• Set task: Quote the passage on hot flow behavior of duplex steels word for word, everything from "When summarizing the" down to "ferrite and austenite.".

• Passage shown:
╭──

While the model of Haghdadi [13] already considers recrystallization during hot deformation to calculate the stress, the main drawback is that neither phase transformations nor changes in grain sizes were considered in this model and, therefore, it is limited to a simplified thermomechanical process chain and no extrapolation to other initial microstructures is possible. The Hall–Petch relationship was used by Siegmund et al. [14] to calculate the yield stress of single-phase ferrite and austenite for different temperatures based on the yield strength of polycrystals with infinite grain size at room temperature. With increasing temperature, the contribution of the grain size strengthening seems to decrease until yield strength of both phases over 600 °C is close to the same, with ferrite being slightly harder than austenite. At room temperature, the ferrite phase will be much harder than the austenite, which means that the yield stress vs. temperature curves of both phases cross each other, close to a temperature of 600 °C. This drop in yield strength at temperatures above 600 °C for ferrite is named Hall–Petch breakdown by Schneibel et al. [15].

When summarizing the work of other authors, it is apparent that there are many investigations into the strain rate and temperature dependency of stress behavior of duplex steels. Concerning the influence of microstructure, most authors limit research to the change in ferrite fraction with temperature. Few authors demonstrate models to cover a whole flow curve that includes softening due to DRX. Therefore, the aim of the present work is to introduce a method for calculating hot flow curves of duplex steel in dependence of different initial microstructures. In that sense, not only the ferrite fraction is considered as a parameter of the microstructure, but also the phase distribution of ferrite and austenite.

╰──

• Raw records:
╭──

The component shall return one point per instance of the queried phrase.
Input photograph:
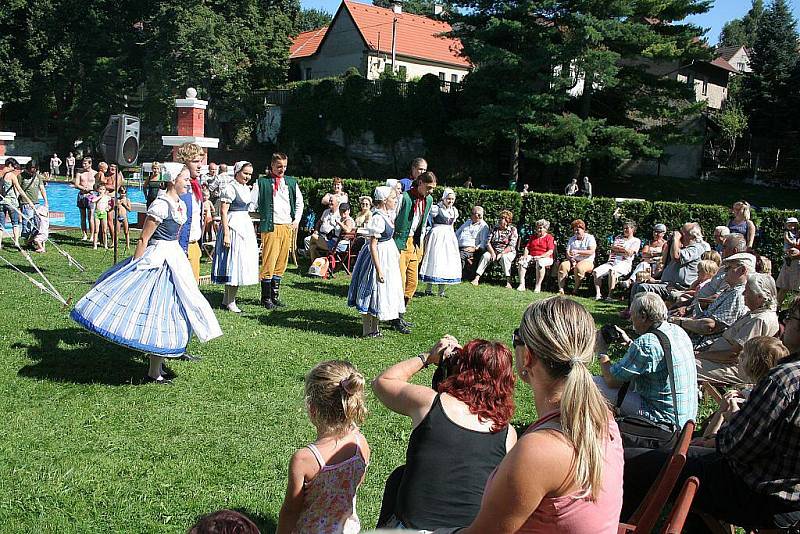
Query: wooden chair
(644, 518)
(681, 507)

╰──
╭──

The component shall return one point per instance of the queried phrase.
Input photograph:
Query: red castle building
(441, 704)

╰──

• Written reply:
When summarizing the work of other authors, it is apparent that there are many investigations into the strain rate and temperature dependency of stress behavior of duplex steels. Concerning the influence of microstructure, most authors limit research to the change in ferrite fraction with temperature. Few authors demonstrate models to cover a whole flow curve that includes softening due to DRX. Therefore, the aim of the present work is to introduce a method for calculating hot flow curves of duplex steel in dependence of different initial microstructures. In that sense, not only the ferrite fraction is considered as a parameter of the microstructure, but also the phase distribution of ferrite and austenite.